DIRECTIONS – Copy the lines of the listing below word for word, from the line containing "5. Determine the location of the forked" through the last line of the listing.

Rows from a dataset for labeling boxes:
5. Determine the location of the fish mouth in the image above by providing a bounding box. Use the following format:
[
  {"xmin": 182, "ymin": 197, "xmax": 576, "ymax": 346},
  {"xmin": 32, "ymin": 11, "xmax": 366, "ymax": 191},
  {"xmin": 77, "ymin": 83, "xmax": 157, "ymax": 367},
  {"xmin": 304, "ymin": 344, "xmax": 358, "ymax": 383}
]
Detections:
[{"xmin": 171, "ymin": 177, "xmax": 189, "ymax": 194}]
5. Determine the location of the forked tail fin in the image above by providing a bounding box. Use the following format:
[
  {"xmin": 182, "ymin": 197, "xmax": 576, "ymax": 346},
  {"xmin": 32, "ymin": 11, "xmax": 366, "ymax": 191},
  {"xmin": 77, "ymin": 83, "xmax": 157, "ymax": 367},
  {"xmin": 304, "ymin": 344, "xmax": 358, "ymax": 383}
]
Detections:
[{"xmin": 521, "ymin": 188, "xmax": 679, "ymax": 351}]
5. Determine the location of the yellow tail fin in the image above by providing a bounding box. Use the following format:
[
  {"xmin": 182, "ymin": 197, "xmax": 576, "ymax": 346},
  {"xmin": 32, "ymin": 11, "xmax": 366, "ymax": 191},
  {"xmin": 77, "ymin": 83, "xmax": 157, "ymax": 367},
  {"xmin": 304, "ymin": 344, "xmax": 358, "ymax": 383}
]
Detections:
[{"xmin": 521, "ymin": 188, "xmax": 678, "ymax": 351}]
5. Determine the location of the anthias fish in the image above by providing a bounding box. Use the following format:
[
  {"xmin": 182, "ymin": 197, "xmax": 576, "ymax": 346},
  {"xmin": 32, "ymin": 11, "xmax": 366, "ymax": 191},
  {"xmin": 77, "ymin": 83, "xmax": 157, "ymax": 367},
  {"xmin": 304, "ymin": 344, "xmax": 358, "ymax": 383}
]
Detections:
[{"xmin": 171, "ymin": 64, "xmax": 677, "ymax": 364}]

COMPLETED TASK –
5. Determine the location of the forked tail fin in the image above by providing a bounding box. Use the following format:
[
  {"xmin": 182, "ymin": 197, "xmax": 576, "ymax": 346},
  {"xmin": 32, "ymin": 11, "xmax": 366, "ymax": 191},
  {"xmin": 77, "ymin": 83, "xmax": 157, "ymax": 367},
  {"xmin": 304, "ymin": 344, "xmax": 358, "ymax": 383}
]
Detections:
[{"xmin": 521, "ymin": 188, "xmax": 679, "ymax": 351}]
5. Determine the location of the yellow tail fin in the image above by providing a bounding box. Use the following format:
[
  {"xmin": 182, "ymin": 197, "xmax": 576, "ymax": 346},
  {"xmin": 32, "ymin": 11, "xmax": 366, "ymax": 191},
  {"xmin": 77, "ymin": 83, "xmax": 157, "ymax": 367},
  {"xmin": 304, "ymin": 344, "xmax": 358, "ymax": 383}
]
Detections:
[{"xmin": 521, "ymin": 188, "xmax": 678, "ymax": 351}]
5. Determine the location of the anthias fish in the image above by providing a bounding box. Use the following format:
[
  {"xmin": 182, "ymin": 197, "xmax": 576, "ymax": 346},
  {"xmin": 32, "ymin": 11, "xmax": 366, "ymax": 191},
  {"xmin": 77, "ymin": 83, "xmax": 157, "ymax": 367},
  {"xmin": 304, "ymin": 344, "xmax": 358, "ymax": 383}
]
Detections:
[{"xmin": 171, "ymin": 64, "xmax": 677, "ymax": 364}]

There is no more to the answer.